## Tasks to complete
[1] Set down the post on the Terri Schiavo case word for word, everything from "My own experience" down to "decision for us.".
[2] For each statement, say whether it agrees with the post on the Terri Schiavo case, answering yes or no and quoting the deciding words of the post exactly. (a) The writer attends a reform Jewish temple. (b) The writer's father died of pneumonia. (c) The opinions read at the service were all in full agreement with one another.

## Selected text
____________

Some thoughts on the Terri Schiavo case - My own father went through the same thing - and it is a difficult, deeply personal and tragic experience. This issue goes well beyond the 'black and white' moralism many so-called 'conservatives' would have us believe. I was attending services last night - I attend a reform Jewish temple - and the rabbi opened up the sermon to a discussion between everyone in the room about end-of-life issues and what set of "morals" or "rules" should govern them.
It was the perfect revelation of why this issue is difficult -- we read what must have been at least a dozen differing opinions from authoritative figures, not one of them in total agreement. Each person in the room had his or her own opinion as to the weight religious and secular law should govern versus family preference. However, a key point emerged - personal preferences without a moral framework become arbitrary and meaningless, while solely relying on an imposed moral framework (religious or secular) may cause deep pain, discomfort and tragedy for a family, and may go against the wishes of the patient. Consider the 1999 law in Texas passed by then Gov. Bush, or an imposition of "religious certainty" that Ms. Schiavo would want to be alive based on Catholic teachings. So in my view this 'culture of life' thing is a bunch of hypocritical crap, especially when our government doesn't seem to give a whit about the people who aren't dying and don't have health care, or those pols who would prohibit abortions without providing some recognition and support to the women and children whose lives may be in utter chaos, or who are willing to kill convicted prisoners in an environment where dozens of innocent inmates have been freed from death rows.
My own experience consisted of my conscious, acutely-aware father being fed through a feeding tube for years, while otherwise in an incapacitated state similar to Ms. Schiavo. Whose decision was it to leave the tube in? Should that be the government's? Or our family's? Certainly if we were in Texas he may have been forced to die, and we didn't want that and neither did he. This was a pretty clear-cut decision for us.
However -- near the end of his life, still conscious -- he had suffered through repeated, severe bouts of pneumonia in an extremely short time (e.g. month after month). At some point, the antibiotics were not going to work anymore, and in fact had already lost most of their effectiveness. When is the right time to say stop the drugs? Well, we didn't have to make that decision because he died of something else -- but I can tell you I sure wouldn't have wanted George W. Bush or Bill Frist, M.D. making that decision for our family.
It is reprehensible that politicians who know absolutely nothing about this family's tragedy claim to know what the "correct" moral answer is. The vilification of Michael Schiavo is unbelievably cruel; at the same time, I find anyone who doesn't understand Ms. Schiavo's parents pain and willingness to grasp for any hope lacks some degree of understanding and empathy about such a tragedy. It is my hope that highlighting this tragedy will finally shed light on the crassness of trying to legislate 'family values' -- this affects everyone, no matter race, gender or creed.

____________

## Excerpted data

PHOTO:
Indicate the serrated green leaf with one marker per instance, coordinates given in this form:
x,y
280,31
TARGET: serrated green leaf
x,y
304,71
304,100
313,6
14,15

____________

## Answer set
[1]
My own experience consisted of my conscious, acutely-aware father being fed through a feeding tube for years, while otherwise in an incapacitated state similar to Ms. Schiavo. Whose decision was it to leave the tube in? Should that be the government's? Or our family's? Certainly if we were in Texas he may have been forced to die, and we didn't want that and neither did he. This was a pretty clear-cut decision for us.

[2]
(a) Yes: "I attend a reform Jewish temple"
(b) No: "he died of something else"
(c) No: "not one of them in total agreement"